Required work → Express every line of the material below as a Markdown table with the columns "No." and "Text", numbering the rows in order and omitting any blank lines.

Raw data →
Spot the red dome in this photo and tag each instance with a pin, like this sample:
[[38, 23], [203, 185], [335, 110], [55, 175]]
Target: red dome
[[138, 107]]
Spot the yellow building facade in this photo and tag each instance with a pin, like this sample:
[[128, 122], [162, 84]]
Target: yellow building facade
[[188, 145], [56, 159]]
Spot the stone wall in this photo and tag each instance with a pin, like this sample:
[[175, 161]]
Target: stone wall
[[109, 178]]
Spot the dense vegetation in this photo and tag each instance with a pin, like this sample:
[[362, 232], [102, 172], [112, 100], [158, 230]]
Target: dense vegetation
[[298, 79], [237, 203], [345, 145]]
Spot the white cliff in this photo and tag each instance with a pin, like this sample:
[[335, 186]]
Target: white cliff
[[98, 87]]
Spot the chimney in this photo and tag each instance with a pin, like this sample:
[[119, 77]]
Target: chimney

Right answer →
| No. | Text |
|---|---|
| 1 | Spot the red dome in this photo and tag each instance with a pin, like this sample: |
| 2 | [[38, 23], [203, 185], [335, 110], [55, 175]] |
| 3 | Target: red dome |
| 4 | [[138, 107]] |
| 5 | Spot the yellow building facade in this photo and tag each instance with a pin, like this sample: |
| 6 | [[128, 122], [162, 84]] |
| 7 | Target: yellow building facade |
| 8 | [[188, 145], [56, 159]] |
| 9 | Spot the stone wall in this photo and tag each instance with a pin, like this sample: |
| 10 | [[175, 161]] |
| 11 | Target: stone wall |
| 12 | [[109, 178]] |
| 13 | Spot the dense vegetation in this photo and tag each instance with a pin, like this sample: |
| 14 | [[362, 232], [102, 172], [112, 100], [158, 230]] |
| 15 | Target: dense vegetation |
| 16 | [[298, 79], [237, 203], [345, 145]] |
| 17 | Spot the white cliff in this photo and tag each instance with a pin, like this sample: |
| 18 | [[335, 186]] |
| 19 | Target: white cliff |
| 20 | [[98, 87]] |
| 21 | Spot the chimney in this photo and tag each instance with a pin, like this sample: |
| 22 | [[119, 77]] |
| 23 | Target: chimney |